[Begin Material provided]
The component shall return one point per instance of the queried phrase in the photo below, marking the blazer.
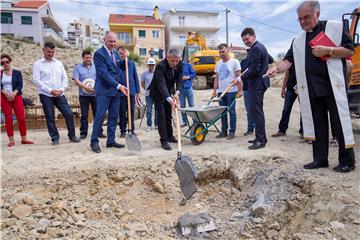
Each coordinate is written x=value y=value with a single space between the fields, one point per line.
x=17 y=82
x=108 y=73
x=133 y=77
x=165 y=81
x=258 y=61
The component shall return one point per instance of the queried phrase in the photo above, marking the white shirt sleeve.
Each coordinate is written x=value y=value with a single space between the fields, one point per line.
x=37 y=79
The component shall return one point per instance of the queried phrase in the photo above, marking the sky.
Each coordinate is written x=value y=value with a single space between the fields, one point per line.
x=275 y=22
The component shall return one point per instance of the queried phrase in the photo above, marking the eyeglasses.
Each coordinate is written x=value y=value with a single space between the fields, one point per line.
x=4 y=62
x=306 y=18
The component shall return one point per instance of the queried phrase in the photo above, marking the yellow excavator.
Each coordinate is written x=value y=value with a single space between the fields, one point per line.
x=354 y=78
x=203 y=60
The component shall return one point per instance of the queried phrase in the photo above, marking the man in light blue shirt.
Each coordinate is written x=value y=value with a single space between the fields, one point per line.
x=86 y=71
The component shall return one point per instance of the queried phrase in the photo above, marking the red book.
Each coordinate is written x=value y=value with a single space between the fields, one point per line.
x=322 y=40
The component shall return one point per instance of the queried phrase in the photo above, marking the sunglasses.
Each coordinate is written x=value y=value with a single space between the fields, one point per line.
x=4 y=62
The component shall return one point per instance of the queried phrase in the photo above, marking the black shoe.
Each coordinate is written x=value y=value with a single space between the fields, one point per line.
x=222 y=135
x=257 y=145
x=102 y=135
x=248 y=133
x=315 y=165
x=166 y=146
x=115 y=145
x=95 y=147
x=279 y=134
x=74 y=139
x=254 y=140
x=172 y=139
x=344 y=168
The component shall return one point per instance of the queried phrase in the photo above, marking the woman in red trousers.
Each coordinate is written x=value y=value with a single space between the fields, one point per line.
x=11 y=86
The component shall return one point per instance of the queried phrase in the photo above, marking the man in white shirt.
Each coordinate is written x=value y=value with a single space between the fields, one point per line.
x=50 y=78
x=227 y=70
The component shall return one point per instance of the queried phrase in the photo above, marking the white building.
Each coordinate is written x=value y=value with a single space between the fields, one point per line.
x=179 y=23
x=30 y=19
x=83 y=33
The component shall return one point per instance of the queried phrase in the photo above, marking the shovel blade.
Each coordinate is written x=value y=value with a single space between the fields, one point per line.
x=133 y=143
x=186 y=172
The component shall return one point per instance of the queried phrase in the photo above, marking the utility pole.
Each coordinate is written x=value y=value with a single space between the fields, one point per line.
x=227 y=26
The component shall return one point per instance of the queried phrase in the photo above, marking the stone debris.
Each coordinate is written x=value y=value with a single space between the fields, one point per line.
x=195 y=224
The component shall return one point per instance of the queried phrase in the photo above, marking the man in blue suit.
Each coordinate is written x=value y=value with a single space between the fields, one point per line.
x=107 y=87
x=134 y=90
x=257 y=84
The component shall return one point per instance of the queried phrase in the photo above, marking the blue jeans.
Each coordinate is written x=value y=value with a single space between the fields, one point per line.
x=61 y=103
x=250 y=117
x=149 y=103
x=290 y=98
x=226 y=101
x=186 y=93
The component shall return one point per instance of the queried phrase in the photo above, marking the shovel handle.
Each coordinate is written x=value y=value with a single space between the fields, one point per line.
x=178 y=130
x=128 y=96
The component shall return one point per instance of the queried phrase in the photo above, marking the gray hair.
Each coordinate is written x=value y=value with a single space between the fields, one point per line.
x=314 y=5
x=174 y=52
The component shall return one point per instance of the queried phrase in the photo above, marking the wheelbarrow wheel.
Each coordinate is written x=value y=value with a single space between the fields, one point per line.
x=194 y=131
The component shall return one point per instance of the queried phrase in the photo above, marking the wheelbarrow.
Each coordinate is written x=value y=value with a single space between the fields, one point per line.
x=204 y=118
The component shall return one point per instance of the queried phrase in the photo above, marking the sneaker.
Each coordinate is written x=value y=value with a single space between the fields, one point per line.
x=279 y=134
x=221 y=135
x=231 y=136
x=74 y=140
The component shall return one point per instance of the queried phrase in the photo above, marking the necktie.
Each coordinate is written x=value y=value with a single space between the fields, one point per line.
x=113 y=57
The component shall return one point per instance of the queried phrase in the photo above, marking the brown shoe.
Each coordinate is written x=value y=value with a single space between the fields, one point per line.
x=279 y=134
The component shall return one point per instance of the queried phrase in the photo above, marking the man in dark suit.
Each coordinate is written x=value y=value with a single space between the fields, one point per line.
x=107 y=87
x=134 y=90
x=166 y=80
x=257 y=66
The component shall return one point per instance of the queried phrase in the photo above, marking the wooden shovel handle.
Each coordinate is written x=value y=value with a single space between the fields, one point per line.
x=128 y=96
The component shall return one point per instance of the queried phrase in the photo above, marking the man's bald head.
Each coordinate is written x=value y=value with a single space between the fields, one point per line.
x=110 y=39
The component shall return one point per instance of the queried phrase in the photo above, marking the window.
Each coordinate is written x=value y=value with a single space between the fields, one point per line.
[End Material provided]
Write out again every line from the first one up to and including the line with "x=344 y=168", including the lines without coordinates, and shift each coordinate in the answers by -123. Leave the pictures out of your answer.

The component shall return one point per instance of the queried phrase in the photo below, marking the blazer.
Each coordinate is written x=value y=value with a single space between the fields, one point per line.
x=-106 y=-41
x=-15 y=-50
x=10 y=-46
x=42 y=-42
x=135 y=-62
The component shall return one point per instance of the queried phrase in the photo above, marking the white shirt sleeve.
Each coordinate is written x=value y=value with a single space between the fields, one point per line.
x=-86 y=-44
The component shall return one point per instance of the queried phrase in the photo above, marking the sky.
Each coordinate is written x=value y=value with a single space between the fields, one point per line.
x=152 y=-101
The component shall return one point per instance of the queried phrase in the photo above, marking the eyeglasses.
Each coordinate is written x=value y=value with a single space between the fields, one point per line.
x=-119 y=-61
x=183 y=-105
The component shall return one point per instance of the queried phrase in the photo above, marking the yellow excavator.
Each coordinate is written x=value y=value with a single space between the fields, one point per line.
x=231 y=-45
x=80 y=-63
The component shall return one point per instance of the queried phrase in the photo above, marking the man in light blue shirt.
Each coordinate is written x=value y=value with a single space between the fields, one point per line.
x=-37 y=-52
The component shall return one point per instance of the queried phrase in the photo above, marking the red book.
Each coordinate is written x=value y=value with a single space between the fields, one point per line.
x=199 y=-83
The component shall return one point per instance of the queried phrase in the photo above, marking the sunglasses.
Each coordinate is written x=value y=value with a single space between the fields, one point per line.
x=-119 y=-61
The component shall return one point per instance of the queried phrase in the photo above, marking the black shoe.
Each coordinate is written x=value y=value with a single space between the fields, one point per line.
x=99 y=12
x=134 y=22
x=-21 y=12
x=125 y=10
x=192 y=42
x=43 y=23
x=-8 y=22
x=-28 y=24
x=156 y=11
x=-49 y=16
x=131 y=17
x=49 y=16
x=221 y=45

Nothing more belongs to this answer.